== Instructions to follow ==
Render the rows below as a numbered list, omitting any blank lines.

== Given data ==
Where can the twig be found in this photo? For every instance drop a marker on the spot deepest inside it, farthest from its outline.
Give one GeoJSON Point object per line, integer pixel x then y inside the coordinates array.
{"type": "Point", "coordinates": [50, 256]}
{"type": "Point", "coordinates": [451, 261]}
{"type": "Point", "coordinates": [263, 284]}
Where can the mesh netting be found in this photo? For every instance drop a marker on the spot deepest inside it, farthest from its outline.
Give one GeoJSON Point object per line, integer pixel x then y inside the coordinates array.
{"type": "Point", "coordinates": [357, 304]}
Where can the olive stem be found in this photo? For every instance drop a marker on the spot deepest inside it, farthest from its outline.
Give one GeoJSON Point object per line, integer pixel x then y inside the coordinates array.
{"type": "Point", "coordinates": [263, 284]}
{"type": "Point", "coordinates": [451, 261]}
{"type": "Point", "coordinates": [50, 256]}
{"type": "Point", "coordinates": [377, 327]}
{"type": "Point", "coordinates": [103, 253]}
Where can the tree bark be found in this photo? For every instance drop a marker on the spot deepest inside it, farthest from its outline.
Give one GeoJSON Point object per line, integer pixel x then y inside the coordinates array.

== Expected answer ==
1. Where can the twig be found in this photo? For every instance drop a marker on the spot deepest inside it, farthest from its outline.
2. Give one GeoJSON Point object per line, integer pixel x then y inside the coordinates array.
3. {"type": "Point", "coordinates": [50, 256]}
4. {"type": "Point", "coordinates": [451, 261]}
5. {"type": "Point", "coordinates": [263, 284]}
6. Where can the mesh netting be found in this photo? For every instance drop a marker on the spot deepest inside it, farthest from its outline.
7. Give one GeoJSON Point object per line, integer pixel x then y inside the coordinates array.
8. {"type": "Point", "coordinates": [357, 304]}
9. Where can the olive stem be found in this photo? For every instance drop a marker on the spot deepest inside it, farthest from its outline.
10. Give one GeoJSON Point object per line, integer pixel x then y inside the coordinates array.
11. {"type": "Point", "coordinates": [263, 284]}
12. {"type": "Point", "coordinates": [451, 261]}
13. {"type": "Point", "coordinates": [50, 256]}
14. {"type": "Point", "coordinates": [377, 327]}
15. {"type": "Point", "coordinates": [103, 253]}
16. Where can the tree bark be found in this photo? For every instance drop a marker on the spot deepest inside it, farthest from its outline.
17. Give one GeoJSON Point object per line, integer pixel x then y inside the coordinates array.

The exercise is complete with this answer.